* **SELECTED TEXT**:
/tb

Tail the Binlog of a database

Primary LanguageJavaApache License 2.0Apache-2.0

tail binlogs

tb tails database binlogs. You point it at a database, and it streams every write that is made to the database into an Avro Object Container File per table.

You can tail these files using the materialized file/ocf source type. This lets you fire push-based events when something of interest happens from your database in a lightweight de-coupled fashion, which would traditionally require database triggers or something more involved.

Usage

The easiest way to get started (although note that your database must be configured to satisfy the requirements) is to use the docker image with a mounted directory that materialized has access to:

docker run --rm -v /tmp/tbshare:/tbshare \
    materialize/tb \
        -t postgres
            -p 5432
            -d <database name>
            -H "$POSTGRES_HOST"
            -u "$POSTGRES_USER"
            -P "$POSTGRES_PASSWORD"
            --dir /tbshare/data
            --save-file /tbshare/status

If you only want to monitor specific tables you can pass a whitelist flag like this:

    --whitelist schemaName1.tableName1,schemaName2.tableName2

And then, after starting materialized, running the appropriate create source command:

CREATE SOURCE my_table
FROM AVRO OCF '/tbshare/data/tb.public.my_table'
WITH (tail = true) ENVELOPE DEBEZIUM;

After which the standard materialized experience will be available to you:

SHOW COLUMNS FROM my_table;

Implementation

tb is built by embedding debezium. Debezium is a distributed fault-tolerant framework for tailing binlogs into Kafka, using the Kafka connect framework. tb is intended to be a lightweight tool, suitable for running on your laptop or against a single unreplicated database. The intent is to enable a prototyping experience that doesn't require 6 containers tethered together in an intricate docker-compose setup, while still being very easily translatable to existing Kafka infrastructure.

The exact semantics of change data capture vary based on exactly which database you connect to, and what version of database you're running. tb relies upon streaming replication, which is a relatively new feature in various databases, so for best results use a recent version of your favorite database. Streaming replication requires some configuration, but care has been taken to keep this configuration similar to best practices for database replication. If your database is up-to-date and running in a replicated setup, it should be seamless to connect tb to it, with minimal modification.

Currently, tb supports Postgres (10+ recommended) and MySQL.

Database Requirements

Postgres requirements.

You should be running Postgres 10+. Support for Postgres <=9 is possible, but requires installing a plug-in such as decoderbufs or wal2json in the database. Postgres 10 onwards includes built-in streaming replication capabilities via pgoutput, which is what tb uses out-of-the-box.

You will have to set the Write-Ahead-Logging (WAL) level to logical. This requires a database restart. Here are example instructions for OS X, assuming you run postgres via brew services:

psql> ALTER SYSTEM set wal_level to logical;
bash> brew services restart postgres

Tables should be created with their replica identity set to FULL.

psql> CREATE TABLE table (a int, b int);
psql> ALTER TABLE table REPLICA IDENTITY FULL;

The alter-replica-identity.sh script in the root of this repo will alter every table in a DB you specify to have FULL replica identity.

MySQL requirements.

You should be running MySQL with row-level binary logging. This means your my.cnf file (OS homebrew default is at /usr/local/etc/my.cnf) should have rows that looks like this:

log_bin           = mysql-bin
binlog_format     = row

Build and Run.

To build and run tb, do the following:

  1. mvn clean && mvn install
  2. Run the newly created .jar with java -jar [path to jar] [args]

* **GIVEN INFORMATION**:
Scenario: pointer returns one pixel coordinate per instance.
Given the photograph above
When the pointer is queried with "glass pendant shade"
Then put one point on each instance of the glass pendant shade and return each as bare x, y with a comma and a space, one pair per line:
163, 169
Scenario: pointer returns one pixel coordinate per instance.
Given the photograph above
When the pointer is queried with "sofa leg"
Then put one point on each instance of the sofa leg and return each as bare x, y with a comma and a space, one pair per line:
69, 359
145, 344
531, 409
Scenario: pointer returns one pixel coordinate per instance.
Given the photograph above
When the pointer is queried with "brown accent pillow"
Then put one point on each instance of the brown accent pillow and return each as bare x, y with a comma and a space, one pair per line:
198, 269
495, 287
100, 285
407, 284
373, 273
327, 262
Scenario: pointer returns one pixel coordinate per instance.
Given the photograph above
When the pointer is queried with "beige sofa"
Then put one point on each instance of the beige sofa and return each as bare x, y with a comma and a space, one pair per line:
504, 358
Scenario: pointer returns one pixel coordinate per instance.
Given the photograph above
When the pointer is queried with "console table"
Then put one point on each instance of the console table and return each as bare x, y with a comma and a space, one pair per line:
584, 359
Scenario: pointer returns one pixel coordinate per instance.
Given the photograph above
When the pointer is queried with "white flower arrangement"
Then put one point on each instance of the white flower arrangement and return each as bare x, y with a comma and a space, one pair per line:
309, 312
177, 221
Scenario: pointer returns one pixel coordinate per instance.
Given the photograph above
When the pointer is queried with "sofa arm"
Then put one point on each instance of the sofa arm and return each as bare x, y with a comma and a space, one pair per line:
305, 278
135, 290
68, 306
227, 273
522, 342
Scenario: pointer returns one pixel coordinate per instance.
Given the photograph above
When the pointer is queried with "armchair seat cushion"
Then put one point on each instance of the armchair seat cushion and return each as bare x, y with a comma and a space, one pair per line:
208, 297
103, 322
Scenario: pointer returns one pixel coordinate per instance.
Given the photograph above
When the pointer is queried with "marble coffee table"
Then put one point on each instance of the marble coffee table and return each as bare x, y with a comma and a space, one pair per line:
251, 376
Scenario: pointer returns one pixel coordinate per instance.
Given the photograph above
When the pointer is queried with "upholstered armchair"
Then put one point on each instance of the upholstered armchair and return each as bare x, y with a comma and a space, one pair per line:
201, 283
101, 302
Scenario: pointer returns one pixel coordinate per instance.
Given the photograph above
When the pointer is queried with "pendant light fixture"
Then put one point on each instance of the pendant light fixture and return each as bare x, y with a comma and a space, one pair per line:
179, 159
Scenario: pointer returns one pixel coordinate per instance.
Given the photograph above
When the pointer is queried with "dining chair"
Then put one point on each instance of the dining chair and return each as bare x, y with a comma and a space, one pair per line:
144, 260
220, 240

* **GOALS**:
A. According to the tb page, why should Postgres users run version 10 or later? Answer in one to three sentences.
B. In the tb page, begin at the words "The alter-replica-identity.sh script" and stop after "MySQL requirements.". Rewrite that part with "script" changed to "shell script".

* **PER-TASK ANSWERS**:
A. Postgres 10 onward has built-in streaming replication through pgoutput, which tb uses out of the box. Versions 9 and earlier can work, but only if a plug-in such as decoderbufs or wal2json is installed in the database.

B.
The alter-replica-identity.sh shell script in the root of this repo will alter every table in a DB you specify to have FULL replica identity.

MySQL requirements.